▸ What needs to be done
Every record below is to be reproduced exactly.

▸ Data provided
----------

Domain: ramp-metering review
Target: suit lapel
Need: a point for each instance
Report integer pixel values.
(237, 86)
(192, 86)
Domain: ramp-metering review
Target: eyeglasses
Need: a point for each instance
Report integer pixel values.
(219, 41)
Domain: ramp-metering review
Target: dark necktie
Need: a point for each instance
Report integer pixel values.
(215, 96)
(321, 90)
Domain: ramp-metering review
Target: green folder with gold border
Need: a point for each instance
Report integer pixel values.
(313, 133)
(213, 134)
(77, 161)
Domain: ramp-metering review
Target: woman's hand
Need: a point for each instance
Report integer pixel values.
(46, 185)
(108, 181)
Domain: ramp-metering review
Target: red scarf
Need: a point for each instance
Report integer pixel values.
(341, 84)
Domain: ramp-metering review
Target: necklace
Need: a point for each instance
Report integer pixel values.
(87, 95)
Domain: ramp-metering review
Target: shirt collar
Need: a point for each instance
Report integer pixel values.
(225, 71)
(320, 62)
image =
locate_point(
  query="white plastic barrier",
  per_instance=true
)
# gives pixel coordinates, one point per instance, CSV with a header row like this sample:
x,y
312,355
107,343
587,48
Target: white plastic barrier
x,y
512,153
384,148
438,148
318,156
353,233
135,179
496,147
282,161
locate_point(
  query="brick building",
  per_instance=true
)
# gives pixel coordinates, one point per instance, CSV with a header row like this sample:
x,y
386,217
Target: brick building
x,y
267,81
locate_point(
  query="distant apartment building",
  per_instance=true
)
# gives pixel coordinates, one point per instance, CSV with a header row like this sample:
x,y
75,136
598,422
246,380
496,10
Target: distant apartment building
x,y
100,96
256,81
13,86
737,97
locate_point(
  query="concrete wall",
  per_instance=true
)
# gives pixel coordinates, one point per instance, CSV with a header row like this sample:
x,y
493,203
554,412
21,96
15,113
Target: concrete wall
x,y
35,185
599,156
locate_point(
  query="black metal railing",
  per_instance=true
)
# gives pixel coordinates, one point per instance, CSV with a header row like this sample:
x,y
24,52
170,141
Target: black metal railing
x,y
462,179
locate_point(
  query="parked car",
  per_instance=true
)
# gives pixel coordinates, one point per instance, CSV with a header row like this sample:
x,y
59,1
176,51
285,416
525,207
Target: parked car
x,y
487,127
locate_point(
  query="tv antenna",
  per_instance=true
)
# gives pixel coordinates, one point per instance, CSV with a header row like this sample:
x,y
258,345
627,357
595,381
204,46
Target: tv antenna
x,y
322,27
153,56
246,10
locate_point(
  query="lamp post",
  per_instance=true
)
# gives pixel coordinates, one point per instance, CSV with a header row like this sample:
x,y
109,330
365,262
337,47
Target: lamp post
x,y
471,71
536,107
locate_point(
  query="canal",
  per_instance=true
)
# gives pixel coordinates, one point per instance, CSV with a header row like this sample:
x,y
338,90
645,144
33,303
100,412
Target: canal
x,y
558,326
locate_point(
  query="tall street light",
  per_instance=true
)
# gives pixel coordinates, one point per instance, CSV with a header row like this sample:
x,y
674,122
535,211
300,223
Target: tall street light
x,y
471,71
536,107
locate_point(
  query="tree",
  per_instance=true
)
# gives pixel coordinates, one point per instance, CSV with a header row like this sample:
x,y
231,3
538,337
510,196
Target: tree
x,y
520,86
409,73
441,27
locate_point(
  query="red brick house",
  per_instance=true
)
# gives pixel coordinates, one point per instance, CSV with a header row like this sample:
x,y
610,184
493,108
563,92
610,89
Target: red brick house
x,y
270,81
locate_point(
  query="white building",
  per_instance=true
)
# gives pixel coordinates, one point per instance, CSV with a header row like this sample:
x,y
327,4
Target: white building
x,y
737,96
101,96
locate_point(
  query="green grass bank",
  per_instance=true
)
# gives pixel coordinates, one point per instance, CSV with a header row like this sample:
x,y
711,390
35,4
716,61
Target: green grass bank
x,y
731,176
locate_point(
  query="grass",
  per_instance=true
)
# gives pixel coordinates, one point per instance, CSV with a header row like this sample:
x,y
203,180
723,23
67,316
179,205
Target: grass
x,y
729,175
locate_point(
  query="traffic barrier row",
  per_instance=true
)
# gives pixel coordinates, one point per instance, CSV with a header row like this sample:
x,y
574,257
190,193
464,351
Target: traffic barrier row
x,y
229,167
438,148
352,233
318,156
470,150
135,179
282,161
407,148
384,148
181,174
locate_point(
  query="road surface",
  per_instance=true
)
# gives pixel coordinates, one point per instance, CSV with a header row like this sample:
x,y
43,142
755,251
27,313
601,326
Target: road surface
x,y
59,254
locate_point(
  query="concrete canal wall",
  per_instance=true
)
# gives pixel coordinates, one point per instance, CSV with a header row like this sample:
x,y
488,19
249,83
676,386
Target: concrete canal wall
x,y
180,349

----------

▸ Solution for this problem
Domain: ramp-metering review
Target: suit lapel
Need: a point for each instance
Report integer pixel values.
(237, 86)
(192, 86)
Domain: ramp-metering review
Target: eyeglasses
Need: a point for each instance
Report integer pixel values.
(219, 41)
Domain: ramp-metering review
Target: dark necktie
Need: a point for each instance
Report integer pixel values.
(215, 96)
(321, 90)
Domain: ramp-metering review
Target: green folder with gold border
Need: a point for each instance
Report integer pixel values.
(313, 133)
(213, 134)
(77, 161)
Domain: ramp-metering review
Target: woman's hand
Need: a point for each instance
Report integer pixel values.
(46, 185)
(108, 181)
Domain: ramp-metering review
Target: red scarf
Need: a point for each instance
Report integer pixel values.
(341, 84)
Domain: ramp-metering review
Target: necklace
Need: a point for each instance
Report integer pixel values.
(87, 95)
Domain: ramp-metering review
Target: shirt collar
Need: a point for each instance
Report integer pixel values.
(225, 71)
(320, 62)
image =
locate_point(
  query="white plastic barrier",
  per_instance=true
)
# gives pixel coordinates, one point per instance, CSV with a header row like this sample:
x,y
312,355
107,343
587,48
Target: white plastic barrier
x,y
512,153
384,148
438,148
318,156
353,233
135,179
496,147
282,161
locate_point(
  query="brick building",
  per_instance=true
)
# gives pixel coordinates, one point per instance, CSV with a header row like this sample:
x,y
386,217
Target: brick building
x,y
267,81
locate_point(
  query="distant apartment building",
  per_instance=true
)
# gives pixel coordinates, one point per instance, CSV with a header row like this sample:
x,y
75,136
598,422
246,380
496,10
Target: distant apartment building
x,y
100,96
256,81
13,86
737,97
locate_point(
  query="concrete wall",
  per_instance=true
)
# gives pixel coordinates, one point per instance, CSV with a header row like this sample:
x,y
493,203
554,412
21,96
15,113
Target: concrete wall
x,y
35,185
599,156
locate_point(
  query="black metal railing",
  per_instance=true
)
# gives pixel coordinates, one point per instance, CSV with a header row like this sample:
x,y
24,52
170,141
Target: black metal railing
x,y
462,179
locate_point(
  query="parked car",
  per_instance=true
)
# gives pixel coordinates, one point per instance, CSV with a header row like this sample:
x,y
59,1
176,51
285,416
525,207
Target: parked car
x,y
487,127
locate_point(
  query="tv antenna",
  per_instance=true
)
# gives pixel coordinates, one point per instance, CSV with a header row like this sample:
x,y
258,345
627,357
595,381
204,46
Target: tv antenna
x,y
322,27
153,56
246,10
locate_point(
  query="lamp post",
  per_instance=true
)
# gives pixel coordinates, one point per instance, CSV with a header row like this sample:
x,y
109,330
365,262
337,47
Target: lamp post
x,y
471,71
536,107
locate_point(
  query="canal",
  per_instance=true
)
# gives pixel coordinates, one point per instance, CSV with a header row like this sample:
x,y
338,90
645,144
33,303
100,412
Target: canal
x,y
558,326
locate_point(
  query="tall street light",
  per_instance=true
)
# gives pixel coordinates, one point per instance, CSV with a header row like this sample:
x,y
674,122
535,211
300,223
Target: tall street light
x,y
471,71
536,107
locate_point(
  query="tree",
  per_instance=true
)
# gives pixel coordinates, one point per instance, CSV with a header row like this sample:
x,y
231,3
538,337
510,196
Target: tree
x,y
520,86
409,73
441,27
locate_point(
  query="red brick house",
  per_instance=true
)
# gives pixel coordinates, one point per instance, CSV with a header row like this sample:
x,y
610,184
493,108
563,92
610,89
Target: red brick house
x,y
270,81
locate_point(
  query="white building",
  per_instance=true
)
# gives pixel coordinates, one point per instance, CSV with a header row like this sample:
x,y
327,4
Target: white building
x,y
737,96
101,96
locate_point(
  query="green grass bank",
  per_instance=true
)
# gives pixel coordinates, one point per instance, CSV with a header row like this sample:
x,y
711,390
35,4
716,61
Target: green grass bank
x,y
731,176
locate_point(
  query="grass",
  per_instance=true
)
# gives pixel coordinates, one point per instance, CSV with a header row like this sample:
x,y
203,180
723,23
67,316
179,205
Target: grass
x,y
729,175
locate_point(
  query="traffic barrier row",
  per_instance=true
)
# gives pixel coordinates, one point per instance, CSV with a header row like this sample:
x,y
574,257
190,193
464,351
Target: traffic barrier row
x,y
229,167
438,148
352,233
318,156
470,150
135,179
282,161
407,148
384,148
181,174
locate_point(
  query="road surface",
  per_instance=true
)
# gives pixel coordinates, one point per instance, CSV with a header row like this sample:
x,y
43,142
755,251
27,313
601,326
Target: road surface
x,y
59,254
locate_point(
  query="concrete canal wall",
  per_instance=true
)
# gives pixel coordinates, one point per instance, CSV with a header row like this sample:
x,y
488,19
249,83
676,386
Target: concrete canal wall
x,y
180,349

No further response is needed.